• [Records supplied]

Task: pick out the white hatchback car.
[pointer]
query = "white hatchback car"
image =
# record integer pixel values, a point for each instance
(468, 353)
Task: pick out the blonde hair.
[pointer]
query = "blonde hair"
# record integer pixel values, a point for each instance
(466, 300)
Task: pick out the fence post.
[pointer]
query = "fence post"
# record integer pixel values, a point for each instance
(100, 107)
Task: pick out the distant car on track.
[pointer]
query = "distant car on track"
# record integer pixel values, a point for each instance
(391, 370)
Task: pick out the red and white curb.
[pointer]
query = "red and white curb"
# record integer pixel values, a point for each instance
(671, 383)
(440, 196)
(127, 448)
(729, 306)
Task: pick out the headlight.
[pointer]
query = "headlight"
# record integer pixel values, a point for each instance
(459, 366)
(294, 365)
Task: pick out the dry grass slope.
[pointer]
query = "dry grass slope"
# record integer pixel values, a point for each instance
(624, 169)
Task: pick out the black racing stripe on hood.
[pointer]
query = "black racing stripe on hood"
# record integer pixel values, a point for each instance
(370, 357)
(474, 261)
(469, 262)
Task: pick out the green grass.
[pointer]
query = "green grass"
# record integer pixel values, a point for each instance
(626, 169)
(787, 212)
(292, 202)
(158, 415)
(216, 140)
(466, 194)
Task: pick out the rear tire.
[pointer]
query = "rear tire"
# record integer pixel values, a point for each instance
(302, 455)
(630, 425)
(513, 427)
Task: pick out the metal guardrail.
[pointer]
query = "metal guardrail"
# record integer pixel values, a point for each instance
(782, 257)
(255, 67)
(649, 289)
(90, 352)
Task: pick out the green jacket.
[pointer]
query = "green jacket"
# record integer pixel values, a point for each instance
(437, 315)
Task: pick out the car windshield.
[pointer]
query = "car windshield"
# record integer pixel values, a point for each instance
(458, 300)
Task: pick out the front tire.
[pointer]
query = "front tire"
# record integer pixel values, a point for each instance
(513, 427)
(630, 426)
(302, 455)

• [About this task]
Every line above with the string "distant" in it should be copied into the answer.

• [Written solution]
Task: pick out the distant car on track.
query = "distant car on track"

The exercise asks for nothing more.